▶ _Selected text_:
# # # # # # #

Countess Sophia Andreyevna Tolstaya (née Behrs; , sometimes anglicised as Sofia Tolstoy, Sophia Tolstoy and Sonya Tolstoy; 22 August 1844 – 4 November 1919), was a Russian diarist, and the wife of Russian writer Count Leo Tolstoy.

Biography

Sophia Behrs was one of three daughters of a German physician Andrey Evstafievich Behrs (1808–1868) and his Russian wife Liubov Alexandrovna Islavinа (1826–1886). Her maternal great-grandfather, Count Pyotr Zavadovsky, was the first Minister of education in Russia's history. Sophia was first introduced to Leo Tolstoy in 1862 when she was 18 years old. At 34, Tolstoy was 16 years her senior. On 17 September 1862 the couple became formally engaged after Tolstoy gave Sophia a written proposal of marriage, marrying a week later in Moscow. 
At the time of their marriage, Leo Tolstoy was well known as a novelist after the publication of The Cossacks. On the eve of their marriage, Tolstoy gave Sophia his diaries that detailed his sexual relations with female servants. In Anna Karenina, 34-year-old Konstantin Levin, a semi-autobiographical character behaves similarly, asking his 19-year-old fiancée Kitty to read his diaries and learn of his past transgressions. The diary included the fact that Tolstoy had fathered a child by a woman who remained on the Yasnaya Polyana estate.

# # # # # # #

(Dataset rows on where objects appear)
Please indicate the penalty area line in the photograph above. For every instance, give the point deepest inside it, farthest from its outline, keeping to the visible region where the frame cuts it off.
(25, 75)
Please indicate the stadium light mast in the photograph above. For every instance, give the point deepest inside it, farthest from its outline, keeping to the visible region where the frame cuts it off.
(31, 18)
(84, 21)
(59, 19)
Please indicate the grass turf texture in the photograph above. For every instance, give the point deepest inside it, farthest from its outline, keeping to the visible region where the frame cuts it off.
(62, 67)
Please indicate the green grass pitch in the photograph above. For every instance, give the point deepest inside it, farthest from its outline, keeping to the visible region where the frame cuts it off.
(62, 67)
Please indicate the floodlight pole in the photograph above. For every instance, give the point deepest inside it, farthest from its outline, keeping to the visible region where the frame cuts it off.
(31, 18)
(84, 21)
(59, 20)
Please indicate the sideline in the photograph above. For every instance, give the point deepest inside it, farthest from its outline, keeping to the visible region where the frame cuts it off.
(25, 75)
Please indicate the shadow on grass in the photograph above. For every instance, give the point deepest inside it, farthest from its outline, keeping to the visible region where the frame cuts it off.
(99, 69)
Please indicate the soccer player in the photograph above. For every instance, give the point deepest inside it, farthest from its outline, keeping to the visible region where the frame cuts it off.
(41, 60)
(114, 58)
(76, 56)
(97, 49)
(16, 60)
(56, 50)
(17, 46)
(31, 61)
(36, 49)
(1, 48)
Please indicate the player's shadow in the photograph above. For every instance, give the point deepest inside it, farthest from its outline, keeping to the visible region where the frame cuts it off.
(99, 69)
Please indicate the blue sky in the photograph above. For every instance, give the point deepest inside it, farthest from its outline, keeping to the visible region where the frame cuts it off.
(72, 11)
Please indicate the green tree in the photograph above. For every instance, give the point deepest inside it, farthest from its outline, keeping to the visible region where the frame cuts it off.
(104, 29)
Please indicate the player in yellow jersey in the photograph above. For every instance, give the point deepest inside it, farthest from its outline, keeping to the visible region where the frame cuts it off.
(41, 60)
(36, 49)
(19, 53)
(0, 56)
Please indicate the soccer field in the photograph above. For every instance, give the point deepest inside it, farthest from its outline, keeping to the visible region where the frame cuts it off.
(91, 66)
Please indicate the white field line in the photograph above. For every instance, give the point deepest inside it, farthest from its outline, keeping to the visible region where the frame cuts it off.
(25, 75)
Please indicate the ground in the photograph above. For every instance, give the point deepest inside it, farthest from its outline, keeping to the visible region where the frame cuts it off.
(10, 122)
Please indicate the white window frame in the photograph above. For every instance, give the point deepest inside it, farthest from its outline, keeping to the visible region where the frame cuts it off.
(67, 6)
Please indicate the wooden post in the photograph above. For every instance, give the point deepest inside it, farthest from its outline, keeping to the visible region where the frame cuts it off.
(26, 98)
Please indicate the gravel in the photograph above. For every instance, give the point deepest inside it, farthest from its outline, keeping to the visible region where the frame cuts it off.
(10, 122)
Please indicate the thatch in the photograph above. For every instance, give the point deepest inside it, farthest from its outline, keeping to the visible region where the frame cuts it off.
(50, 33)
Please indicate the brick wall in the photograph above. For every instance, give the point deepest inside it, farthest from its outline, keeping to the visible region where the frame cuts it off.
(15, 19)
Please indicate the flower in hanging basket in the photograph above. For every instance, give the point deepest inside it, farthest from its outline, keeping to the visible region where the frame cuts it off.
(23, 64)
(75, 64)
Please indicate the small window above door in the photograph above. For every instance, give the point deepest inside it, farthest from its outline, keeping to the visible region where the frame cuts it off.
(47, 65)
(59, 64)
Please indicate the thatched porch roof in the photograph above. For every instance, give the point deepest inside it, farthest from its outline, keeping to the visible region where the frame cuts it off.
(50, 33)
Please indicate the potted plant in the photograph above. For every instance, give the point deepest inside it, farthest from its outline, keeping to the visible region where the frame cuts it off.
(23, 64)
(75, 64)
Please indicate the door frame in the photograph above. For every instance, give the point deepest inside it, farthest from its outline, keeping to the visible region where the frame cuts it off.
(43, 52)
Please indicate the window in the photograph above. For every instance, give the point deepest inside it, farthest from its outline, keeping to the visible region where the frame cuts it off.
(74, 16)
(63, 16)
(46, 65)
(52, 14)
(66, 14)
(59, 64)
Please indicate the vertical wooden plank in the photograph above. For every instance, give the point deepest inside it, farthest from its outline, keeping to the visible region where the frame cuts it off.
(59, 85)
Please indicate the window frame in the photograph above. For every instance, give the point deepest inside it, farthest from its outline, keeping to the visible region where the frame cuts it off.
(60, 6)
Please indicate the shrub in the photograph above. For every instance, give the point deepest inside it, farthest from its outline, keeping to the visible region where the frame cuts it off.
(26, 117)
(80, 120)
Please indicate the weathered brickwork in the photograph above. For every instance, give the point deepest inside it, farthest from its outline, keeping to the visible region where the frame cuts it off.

# # # # # # #

▶ _To be done_:
a – Pick out every line of the listing that contains the word "wooden", treating uppercase and lowercase as different.
b – Write the next part of the biography of Sophia Tolstaya, picking up after its last sentence.
The biography of Sophia Tolstaya and the listing come from unrelated sources.

▶ _Results of the tasks_:
a –
Please indicate the wooden post in the photograph above. For every instance, give the point deepest inside it, farthest from its outline, keeping to the visible region where the frame cuts it off.
Please indicate the vertical wooden plank in the photograph above. For every instance, give the point deepest inside it, farthest from its outline, keeping to the visible region where the frame cuts it off.

b –
Tolstoya was pregnant 16 times, three of her pregnancies ended in miscarriages. The Tolstoys had 13 children, eight of whom survived childhood. With the growing interest of her husband in spiritual matters, Tolstoya took over the running of the family estate. Sophia acted as copyist of War and Peace, copying and editing the manuscript seven times from beginning to end at home at night by candlelight after the children and servants had gone to bed, using an inkwell pen and sometimes requiring a magnifying glass to read her husband's notes.

In 1887, Tolstaya regained interest in the relatively new art of photography, which she had learned at age 16. She took over 1,000 photographs that documented her life, including with Tolstoy, and the decline of the Russian Empire. She was a diarist and documented her life with Leo Tolstoy in a series of diaries which were published in English translation in the 1980s. Tolstaya wrote her memoirs as well, which she titled My Life.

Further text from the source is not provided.